Edit the entries below so that every "wanted" becomes "requested", keeping everything else the same. Leave out the pictures when you write them back.

** BEGIN Dataset entries **

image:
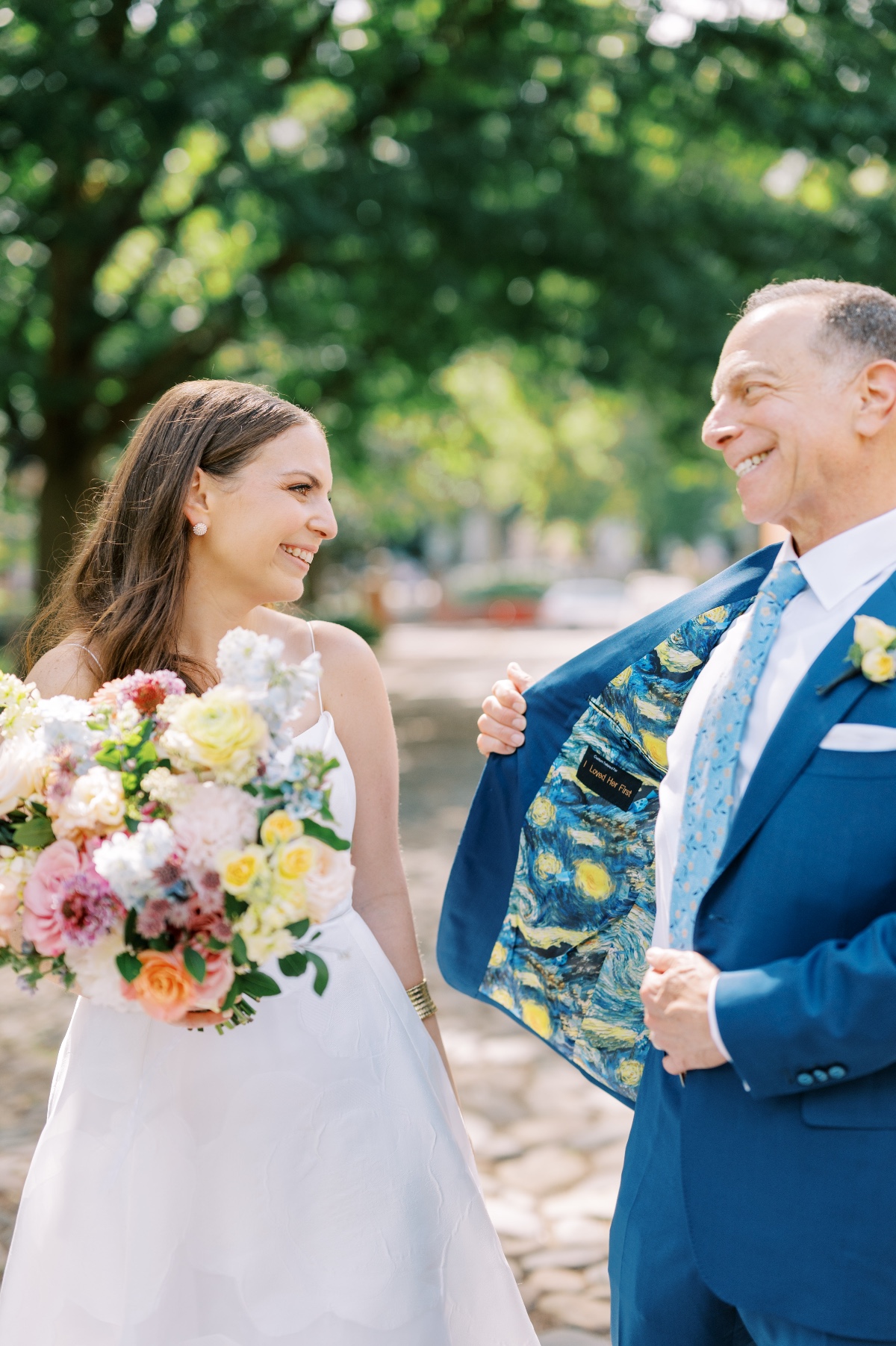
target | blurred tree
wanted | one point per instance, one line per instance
(338, 201)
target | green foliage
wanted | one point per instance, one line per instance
(196, 964)
(35, 833)
(338, 202)
(325, 835)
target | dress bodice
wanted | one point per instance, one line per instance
(322, 738)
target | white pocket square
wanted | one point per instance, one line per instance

** END Dataset entries **

Task answer:
image:
target | blurred tree
requested | one point per instance, one line per instance
(338, 201)
target | green foliage
requested | one point per instance, one line per instance
(196, 964)
(35, 833)
(338, 202)
(325, 835)
target | dress bodice
requested | one point per instance, one line per instance
(322, 738)
target | white pocket square
requested | one point per instance, one line per instance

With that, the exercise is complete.